Stored records

-----

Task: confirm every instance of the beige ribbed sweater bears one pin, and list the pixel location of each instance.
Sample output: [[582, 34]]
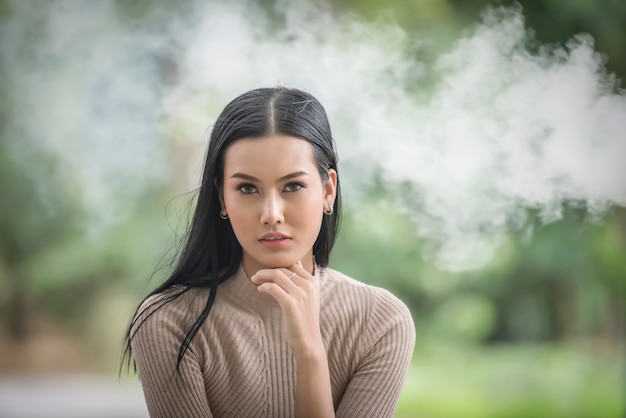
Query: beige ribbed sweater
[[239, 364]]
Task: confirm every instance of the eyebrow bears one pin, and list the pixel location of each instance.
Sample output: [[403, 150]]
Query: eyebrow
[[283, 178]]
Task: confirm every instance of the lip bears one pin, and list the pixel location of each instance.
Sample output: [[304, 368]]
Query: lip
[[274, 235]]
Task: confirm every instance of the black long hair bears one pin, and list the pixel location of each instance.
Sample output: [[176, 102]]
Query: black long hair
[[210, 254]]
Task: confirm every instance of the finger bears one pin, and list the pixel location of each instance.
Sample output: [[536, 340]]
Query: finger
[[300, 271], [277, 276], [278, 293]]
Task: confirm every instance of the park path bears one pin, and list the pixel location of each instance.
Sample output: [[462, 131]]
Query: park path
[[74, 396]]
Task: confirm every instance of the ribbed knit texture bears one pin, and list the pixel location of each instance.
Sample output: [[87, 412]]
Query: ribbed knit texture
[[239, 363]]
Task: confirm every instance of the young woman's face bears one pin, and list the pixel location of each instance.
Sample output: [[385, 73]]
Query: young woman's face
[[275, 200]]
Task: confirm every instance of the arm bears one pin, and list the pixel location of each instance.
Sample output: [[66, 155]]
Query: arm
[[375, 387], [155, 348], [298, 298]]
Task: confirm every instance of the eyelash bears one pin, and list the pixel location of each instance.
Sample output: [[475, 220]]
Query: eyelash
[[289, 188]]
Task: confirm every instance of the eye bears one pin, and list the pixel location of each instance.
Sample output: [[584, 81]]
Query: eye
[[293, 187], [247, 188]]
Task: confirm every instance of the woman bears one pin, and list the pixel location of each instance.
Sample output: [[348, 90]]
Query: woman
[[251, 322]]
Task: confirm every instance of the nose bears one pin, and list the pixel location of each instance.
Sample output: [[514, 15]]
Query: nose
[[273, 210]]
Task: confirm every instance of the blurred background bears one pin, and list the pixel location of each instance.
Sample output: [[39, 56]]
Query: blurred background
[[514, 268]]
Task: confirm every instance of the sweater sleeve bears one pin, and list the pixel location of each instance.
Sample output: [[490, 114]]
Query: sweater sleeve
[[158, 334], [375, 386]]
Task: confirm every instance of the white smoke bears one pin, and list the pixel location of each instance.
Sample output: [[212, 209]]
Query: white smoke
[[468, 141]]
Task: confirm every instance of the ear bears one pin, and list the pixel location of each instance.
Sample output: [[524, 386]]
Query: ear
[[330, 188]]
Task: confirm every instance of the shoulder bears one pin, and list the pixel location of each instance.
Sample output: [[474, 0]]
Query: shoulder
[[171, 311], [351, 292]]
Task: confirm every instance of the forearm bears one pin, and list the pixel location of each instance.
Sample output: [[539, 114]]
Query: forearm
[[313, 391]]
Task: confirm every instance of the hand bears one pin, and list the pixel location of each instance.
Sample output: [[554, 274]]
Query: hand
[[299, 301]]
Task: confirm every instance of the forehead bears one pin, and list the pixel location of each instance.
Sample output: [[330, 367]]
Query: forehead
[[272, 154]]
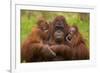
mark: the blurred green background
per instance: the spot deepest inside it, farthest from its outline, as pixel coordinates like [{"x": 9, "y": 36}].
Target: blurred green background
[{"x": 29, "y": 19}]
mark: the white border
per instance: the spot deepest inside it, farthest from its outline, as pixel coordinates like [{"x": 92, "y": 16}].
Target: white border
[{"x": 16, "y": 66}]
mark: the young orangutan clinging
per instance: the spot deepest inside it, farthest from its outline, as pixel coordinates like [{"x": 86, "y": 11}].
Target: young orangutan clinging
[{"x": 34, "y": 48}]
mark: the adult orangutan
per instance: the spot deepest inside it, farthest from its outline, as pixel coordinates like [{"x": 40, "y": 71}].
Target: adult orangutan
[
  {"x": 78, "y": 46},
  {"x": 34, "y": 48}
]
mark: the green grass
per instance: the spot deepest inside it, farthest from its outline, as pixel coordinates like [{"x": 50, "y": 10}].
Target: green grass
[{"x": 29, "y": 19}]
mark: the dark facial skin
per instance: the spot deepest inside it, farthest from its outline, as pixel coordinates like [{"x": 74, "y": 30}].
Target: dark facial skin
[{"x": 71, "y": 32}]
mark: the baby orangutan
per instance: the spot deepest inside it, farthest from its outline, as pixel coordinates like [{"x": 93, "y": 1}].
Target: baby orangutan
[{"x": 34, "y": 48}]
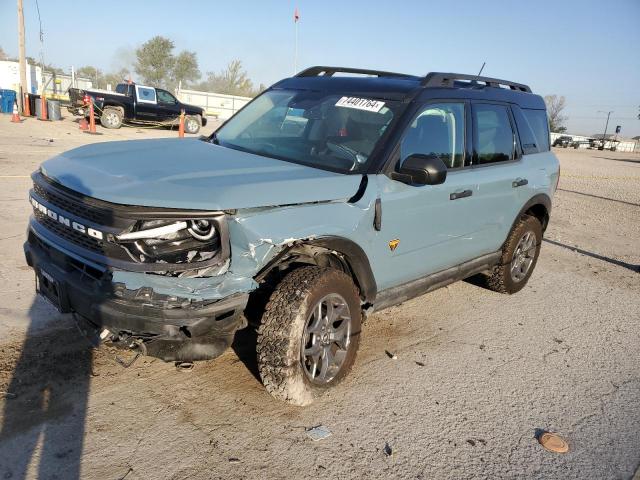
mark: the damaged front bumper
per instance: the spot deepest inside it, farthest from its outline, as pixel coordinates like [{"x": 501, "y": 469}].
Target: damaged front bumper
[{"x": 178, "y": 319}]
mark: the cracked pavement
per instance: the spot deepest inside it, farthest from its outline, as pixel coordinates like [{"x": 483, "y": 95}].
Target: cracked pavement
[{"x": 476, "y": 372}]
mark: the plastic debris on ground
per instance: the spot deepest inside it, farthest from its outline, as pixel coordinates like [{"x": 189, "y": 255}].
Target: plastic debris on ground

-----

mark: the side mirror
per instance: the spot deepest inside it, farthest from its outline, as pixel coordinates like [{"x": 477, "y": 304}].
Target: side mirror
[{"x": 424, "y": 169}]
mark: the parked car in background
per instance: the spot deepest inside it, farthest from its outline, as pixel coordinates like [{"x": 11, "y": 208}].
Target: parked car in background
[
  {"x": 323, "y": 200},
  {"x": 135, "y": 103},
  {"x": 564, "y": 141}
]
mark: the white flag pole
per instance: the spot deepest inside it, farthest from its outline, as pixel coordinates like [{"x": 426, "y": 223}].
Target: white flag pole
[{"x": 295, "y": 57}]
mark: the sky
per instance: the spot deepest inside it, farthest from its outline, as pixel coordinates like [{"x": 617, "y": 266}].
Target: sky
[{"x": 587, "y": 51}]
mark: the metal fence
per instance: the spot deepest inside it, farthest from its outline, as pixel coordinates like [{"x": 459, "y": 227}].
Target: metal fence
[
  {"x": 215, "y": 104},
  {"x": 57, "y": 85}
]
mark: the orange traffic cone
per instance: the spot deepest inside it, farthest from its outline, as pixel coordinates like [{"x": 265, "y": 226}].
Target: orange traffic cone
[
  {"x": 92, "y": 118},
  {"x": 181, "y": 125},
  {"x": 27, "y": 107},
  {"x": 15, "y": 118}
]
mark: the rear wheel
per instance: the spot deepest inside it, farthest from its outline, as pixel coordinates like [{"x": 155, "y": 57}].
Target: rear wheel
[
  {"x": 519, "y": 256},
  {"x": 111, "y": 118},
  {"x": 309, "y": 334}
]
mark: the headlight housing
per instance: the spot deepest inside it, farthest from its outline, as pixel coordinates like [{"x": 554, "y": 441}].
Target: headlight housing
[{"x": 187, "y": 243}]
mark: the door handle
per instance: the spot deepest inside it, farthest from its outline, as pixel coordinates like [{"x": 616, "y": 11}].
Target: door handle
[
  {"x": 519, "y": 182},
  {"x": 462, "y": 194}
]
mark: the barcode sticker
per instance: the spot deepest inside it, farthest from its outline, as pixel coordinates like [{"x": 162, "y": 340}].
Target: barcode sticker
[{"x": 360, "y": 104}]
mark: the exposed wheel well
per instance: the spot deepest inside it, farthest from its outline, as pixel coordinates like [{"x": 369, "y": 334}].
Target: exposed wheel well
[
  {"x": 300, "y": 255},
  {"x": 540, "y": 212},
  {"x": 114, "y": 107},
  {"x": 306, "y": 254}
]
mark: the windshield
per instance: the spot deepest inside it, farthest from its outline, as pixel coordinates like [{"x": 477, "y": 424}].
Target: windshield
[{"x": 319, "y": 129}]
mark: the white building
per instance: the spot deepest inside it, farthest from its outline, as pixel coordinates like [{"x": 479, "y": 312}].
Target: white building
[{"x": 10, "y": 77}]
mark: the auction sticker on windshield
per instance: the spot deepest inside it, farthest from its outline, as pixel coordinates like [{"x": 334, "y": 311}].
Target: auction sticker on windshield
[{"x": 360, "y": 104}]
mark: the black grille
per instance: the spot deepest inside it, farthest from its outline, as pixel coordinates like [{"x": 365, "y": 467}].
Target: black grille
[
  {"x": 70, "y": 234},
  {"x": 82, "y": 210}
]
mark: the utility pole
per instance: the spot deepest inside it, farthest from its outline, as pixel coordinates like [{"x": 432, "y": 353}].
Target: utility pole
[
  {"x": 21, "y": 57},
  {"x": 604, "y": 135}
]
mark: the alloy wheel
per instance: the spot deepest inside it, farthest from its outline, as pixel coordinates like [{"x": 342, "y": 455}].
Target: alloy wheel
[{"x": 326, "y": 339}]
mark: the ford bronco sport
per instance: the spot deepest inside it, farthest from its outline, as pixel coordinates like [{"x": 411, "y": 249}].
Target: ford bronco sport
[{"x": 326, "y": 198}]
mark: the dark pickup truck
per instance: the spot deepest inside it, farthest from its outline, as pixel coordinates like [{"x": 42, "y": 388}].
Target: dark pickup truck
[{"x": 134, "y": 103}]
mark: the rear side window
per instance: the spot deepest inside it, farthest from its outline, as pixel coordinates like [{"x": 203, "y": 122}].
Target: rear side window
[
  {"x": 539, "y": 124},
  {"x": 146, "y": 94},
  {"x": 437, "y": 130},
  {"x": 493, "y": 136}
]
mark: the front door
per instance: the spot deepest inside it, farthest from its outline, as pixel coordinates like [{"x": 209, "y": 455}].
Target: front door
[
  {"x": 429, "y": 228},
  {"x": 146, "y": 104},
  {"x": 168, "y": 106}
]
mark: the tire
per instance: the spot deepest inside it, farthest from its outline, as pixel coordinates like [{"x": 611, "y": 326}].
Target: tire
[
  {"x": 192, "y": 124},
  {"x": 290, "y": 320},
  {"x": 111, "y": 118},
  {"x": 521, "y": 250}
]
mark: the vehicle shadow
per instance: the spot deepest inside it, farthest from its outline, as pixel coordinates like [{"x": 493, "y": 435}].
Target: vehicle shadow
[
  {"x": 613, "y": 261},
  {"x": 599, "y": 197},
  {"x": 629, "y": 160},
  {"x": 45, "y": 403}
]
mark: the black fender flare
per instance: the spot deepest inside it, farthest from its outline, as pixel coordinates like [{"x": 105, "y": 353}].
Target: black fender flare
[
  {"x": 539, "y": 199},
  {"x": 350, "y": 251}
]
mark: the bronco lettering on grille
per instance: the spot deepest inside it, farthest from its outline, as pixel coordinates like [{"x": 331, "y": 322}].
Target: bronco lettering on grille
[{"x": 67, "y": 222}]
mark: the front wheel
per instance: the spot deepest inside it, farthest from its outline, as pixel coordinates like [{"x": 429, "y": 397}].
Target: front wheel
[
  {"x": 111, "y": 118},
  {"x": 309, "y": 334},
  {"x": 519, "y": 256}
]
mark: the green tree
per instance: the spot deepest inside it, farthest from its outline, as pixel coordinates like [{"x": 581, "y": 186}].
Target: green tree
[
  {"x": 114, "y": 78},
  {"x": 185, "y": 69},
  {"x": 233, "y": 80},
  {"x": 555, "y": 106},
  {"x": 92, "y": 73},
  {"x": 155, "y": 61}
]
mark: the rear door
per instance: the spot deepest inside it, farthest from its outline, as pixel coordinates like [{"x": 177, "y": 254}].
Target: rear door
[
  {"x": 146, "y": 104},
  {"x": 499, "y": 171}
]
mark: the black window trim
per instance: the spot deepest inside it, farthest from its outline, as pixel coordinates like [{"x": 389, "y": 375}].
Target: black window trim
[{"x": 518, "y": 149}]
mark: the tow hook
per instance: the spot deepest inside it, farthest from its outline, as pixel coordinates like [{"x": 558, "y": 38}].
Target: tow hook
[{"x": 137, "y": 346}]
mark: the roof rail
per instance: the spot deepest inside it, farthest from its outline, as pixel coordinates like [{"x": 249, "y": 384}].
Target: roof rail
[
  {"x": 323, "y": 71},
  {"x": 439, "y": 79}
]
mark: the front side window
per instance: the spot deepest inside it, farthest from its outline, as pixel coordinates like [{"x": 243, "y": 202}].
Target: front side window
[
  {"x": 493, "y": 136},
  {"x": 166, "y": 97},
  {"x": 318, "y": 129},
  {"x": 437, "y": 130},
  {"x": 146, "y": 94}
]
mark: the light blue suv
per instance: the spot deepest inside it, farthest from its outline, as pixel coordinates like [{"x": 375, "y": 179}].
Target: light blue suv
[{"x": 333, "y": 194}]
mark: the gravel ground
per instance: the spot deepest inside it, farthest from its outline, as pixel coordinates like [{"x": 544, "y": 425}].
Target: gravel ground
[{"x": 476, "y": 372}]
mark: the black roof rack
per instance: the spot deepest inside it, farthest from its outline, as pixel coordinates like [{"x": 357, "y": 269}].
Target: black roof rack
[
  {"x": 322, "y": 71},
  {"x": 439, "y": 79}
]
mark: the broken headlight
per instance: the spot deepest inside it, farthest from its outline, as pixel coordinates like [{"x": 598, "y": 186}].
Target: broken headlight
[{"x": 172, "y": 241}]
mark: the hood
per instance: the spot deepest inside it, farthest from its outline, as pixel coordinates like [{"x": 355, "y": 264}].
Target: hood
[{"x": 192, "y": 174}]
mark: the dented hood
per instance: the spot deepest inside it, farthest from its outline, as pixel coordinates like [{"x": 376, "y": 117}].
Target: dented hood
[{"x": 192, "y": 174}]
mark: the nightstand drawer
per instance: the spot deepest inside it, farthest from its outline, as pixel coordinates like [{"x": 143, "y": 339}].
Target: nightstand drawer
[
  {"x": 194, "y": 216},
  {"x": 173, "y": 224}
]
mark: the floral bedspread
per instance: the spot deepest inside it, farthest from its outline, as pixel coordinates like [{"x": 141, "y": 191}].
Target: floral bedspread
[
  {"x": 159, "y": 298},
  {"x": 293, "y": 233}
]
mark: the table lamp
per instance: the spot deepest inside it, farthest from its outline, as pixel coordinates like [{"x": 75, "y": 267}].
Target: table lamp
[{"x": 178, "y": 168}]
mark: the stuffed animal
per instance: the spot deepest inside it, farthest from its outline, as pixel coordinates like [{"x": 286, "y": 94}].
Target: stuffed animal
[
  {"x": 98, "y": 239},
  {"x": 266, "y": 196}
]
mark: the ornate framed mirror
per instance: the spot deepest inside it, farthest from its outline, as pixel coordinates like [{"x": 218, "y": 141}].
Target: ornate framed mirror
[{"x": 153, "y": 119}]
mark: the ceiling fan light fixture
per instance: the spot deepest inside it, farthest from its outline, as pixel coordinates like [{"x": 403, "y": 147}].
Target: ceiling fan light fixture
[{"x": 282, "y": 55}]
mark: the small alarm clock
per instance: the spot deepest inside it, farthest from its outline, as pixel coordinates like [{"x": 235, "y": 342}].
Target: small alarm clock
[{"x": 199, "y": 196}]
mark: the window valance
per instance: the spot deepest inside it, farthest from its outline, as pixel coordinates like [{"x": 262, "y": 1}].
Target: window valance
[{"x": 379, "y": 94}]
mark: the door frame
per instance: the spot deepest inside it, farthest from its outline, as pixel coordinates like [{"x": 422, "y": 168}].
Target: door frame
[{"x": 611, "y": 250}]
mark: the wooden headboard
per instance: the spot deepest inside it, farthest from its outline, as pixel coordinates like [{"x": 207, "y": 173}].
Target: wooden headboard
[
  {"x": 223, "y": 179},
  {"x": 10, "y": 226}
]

-----

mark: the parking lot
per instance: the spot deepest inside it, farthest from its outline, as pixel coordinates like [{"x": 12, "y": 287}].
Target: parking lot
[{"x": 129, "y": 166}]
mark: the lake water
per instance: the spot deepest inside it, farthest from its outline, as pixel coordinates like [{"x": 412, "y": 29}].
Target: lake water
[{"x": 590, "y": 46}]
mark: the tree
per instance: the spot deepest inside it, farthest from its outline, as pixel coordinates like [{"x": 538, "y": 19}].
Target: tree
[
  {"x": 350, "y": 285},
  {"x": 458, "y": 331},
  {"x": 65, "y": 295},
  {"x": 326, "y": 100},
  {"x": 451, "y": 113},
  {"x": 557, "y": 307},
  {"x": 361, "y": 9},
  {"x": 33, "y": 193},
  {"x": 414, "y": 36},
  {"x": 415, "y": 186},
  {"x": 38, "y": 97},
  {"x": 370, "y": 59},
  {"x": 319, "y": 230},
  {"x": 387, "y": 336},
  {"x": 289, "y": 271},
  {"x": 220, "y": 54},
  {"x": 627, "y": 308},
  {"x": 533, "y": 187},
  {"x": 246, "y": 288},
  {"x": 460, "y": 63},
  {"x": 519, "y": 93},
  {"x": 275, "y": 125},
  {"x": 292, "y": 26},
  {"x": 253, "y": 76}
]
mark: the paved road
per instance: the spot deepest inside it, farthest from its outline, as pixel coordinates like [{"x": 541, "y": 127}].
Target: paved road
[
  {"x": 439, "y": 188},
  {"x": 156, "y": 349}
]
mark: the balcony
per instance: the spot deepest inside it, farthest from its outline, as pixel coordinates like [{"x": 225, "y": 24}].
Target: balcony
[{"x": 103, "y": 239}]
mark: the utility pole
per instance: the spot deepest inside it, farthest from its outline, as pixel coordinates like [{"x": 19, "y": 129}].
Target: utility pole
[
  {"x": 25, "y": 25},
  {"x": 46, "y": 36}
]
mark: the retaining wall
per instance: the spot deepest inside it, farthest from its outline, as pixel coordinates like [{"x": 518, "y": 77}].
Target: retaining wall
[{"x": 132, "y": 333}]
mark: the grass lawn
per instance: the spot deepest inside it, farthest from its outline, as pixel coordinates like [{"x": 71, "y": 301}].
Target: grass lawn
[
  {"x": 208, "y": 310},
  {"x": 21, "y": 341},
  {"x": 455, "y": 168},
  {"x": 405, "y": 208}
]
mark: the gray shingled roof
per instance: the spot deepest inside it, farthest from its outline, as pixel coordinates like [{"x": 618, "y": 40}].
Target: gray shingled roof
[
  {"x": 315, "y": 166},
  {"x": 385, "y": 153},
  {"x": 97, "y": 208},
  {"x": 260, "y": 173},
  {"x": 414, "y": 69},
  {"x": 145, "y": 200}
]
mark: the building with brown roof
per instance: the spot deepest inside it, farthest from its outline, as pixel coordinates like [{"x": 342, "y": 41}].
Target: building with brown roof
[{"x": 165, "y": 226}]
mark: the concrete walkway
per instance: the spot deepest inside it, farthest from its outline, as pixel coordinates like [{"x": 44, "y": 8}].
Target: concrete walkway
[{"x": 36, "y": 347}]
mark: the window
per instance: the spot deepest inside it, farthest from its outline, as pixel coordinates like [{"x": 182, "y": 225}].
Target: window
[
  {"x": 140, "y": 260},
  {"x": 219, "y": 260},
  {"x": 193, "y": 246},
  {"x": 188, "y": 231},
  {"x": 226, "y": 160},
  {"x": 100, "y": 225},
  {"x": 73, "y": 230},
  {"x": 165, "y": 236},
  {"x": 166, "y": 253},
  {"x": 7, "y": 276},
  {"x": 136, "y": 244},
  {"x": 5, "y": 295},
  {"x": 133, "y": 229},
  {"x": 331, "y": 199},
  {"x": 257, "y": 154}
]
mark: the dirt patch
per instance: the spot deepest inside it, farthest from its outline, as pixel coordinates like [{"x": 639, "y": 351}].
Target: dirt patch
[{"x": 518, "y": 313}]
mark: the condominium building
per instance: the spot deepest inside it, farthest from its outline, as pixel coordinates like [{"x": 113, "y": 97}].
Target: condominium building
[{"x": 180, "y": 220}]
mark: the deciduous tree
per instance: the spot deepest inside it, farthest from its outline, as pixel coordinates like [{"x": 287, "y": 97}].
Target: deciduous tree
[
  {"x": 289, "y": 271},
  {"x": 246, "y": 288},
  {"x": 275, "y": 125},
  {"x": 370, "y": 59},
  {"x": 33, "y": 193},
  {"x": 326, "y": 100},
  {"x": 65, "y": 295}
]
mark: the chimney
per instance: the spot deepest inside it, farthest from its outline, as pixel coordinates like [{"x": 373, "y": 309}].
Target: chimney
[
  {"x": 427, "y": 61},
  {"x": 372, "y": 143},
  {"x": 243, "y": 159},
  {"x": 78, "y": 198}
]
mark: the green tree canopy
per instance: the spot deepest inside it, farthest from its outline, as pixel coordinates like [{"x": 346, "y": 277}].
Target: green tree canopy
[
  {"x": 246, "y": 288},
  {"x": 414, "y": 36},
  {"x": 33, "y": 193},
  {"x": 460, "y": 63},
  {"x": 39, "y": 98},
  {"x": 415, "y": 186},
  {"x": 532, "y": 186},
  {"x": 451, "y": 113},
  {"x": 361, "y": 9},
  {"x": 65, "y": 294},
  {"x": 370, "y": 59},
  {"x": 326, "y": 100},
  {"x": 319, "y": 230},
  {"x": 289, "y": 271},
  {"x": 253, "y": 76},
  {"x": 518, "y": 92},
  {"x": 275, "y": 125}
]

-----

## Description of the task
Rewrite the data from the line with "Task: confirm every instance of the beige" up to and including the line with "[[514, 268]]", keeping every line, but multiply each pixel coordinate in the answers by 2.4 and round to whole numbers, with halves rounded up. Leave all other numbers as they are and omit the pictures.

## Result
Task: confirm every instance of the beige ribbed sweater bears one pin, and list the pixel location of each instance.
Sample output: [[582, 34]]
Query: beige ribbed sweater
[[574, 874]]
Task: confirm every instance of the eyebrow bears one pin, and list the pixel location of each instance.
Sample output: [[403, 150]]
Query: eyebrow
[[679, 427]]
Task: confirm every instance of the lip bears one pin, and list the pixel location of each instance.
Sample output: [[304, 368]]
Query: lip
[[658, 564]]
Task: confirm every instance of the black long hair bears one pin, and list the pixel location of each instance.
Sample output: [[176, 102]]
Query: black long hair
[[504, 610]]
Task: confirm every instance of the finger bears one pin, and list the pixel location of each instance.
Sample output: [[536, 340]]
Query: finger
[[720, 650], [665, 662], [667, 703]]
Task: confirm every instance of the park path bears one pin, and list the pixel location of each instance.
Sample output: [[462, 131]]
Query: park path
[[178, 950]]
Task: confirm every instance of the ribbed knit texture bears one pin, and list the pixel location of each instance.
Sample output: [[87, 412]]
Query: ribbed knit texture
[[574, 871]]
Task: confirm every instance of the young woman's face bears one pin, and list the pixel location of each instance.
Sample output: [[385, 73]]
Query: young woman's face
[[660, 480]]
Task: confirm every instance of the arm bears one pin, and list the pixel location of each instance.
Sample output: [[66, 155]]
Query: arm
[[900, 929], [372, 835], [715, 715]]
Task: confirm every instance of the eyelash bears one pin, and list the pixel location of each instance.
Sample output: [[475, 220]]
Query: eyelash
[[694, 451]]
Task: confirm every instance of the eye bears one pin, and list the pixel location of each instance.
Sample output: [[584, 81]]
Query: eye
[[703, 449], [593, 451]]
Task: confirm every instance of the woman bears one pin, and list the pixel location of each instance.
Sample output: [[348, 90]]
Query: woman
[[602, 773]]
Task: confirm every instance of the nose bears one pin, and list the pixel location of each instance.
Sample output: [[514, 15]]
Query: nose
[[655, 504]]
Task: confirm every instance of the blurred background bears one pin, and list the pixel location of each instance.
Sample output: [[39, 56]]
Query: blurred background
[[1234, 643]]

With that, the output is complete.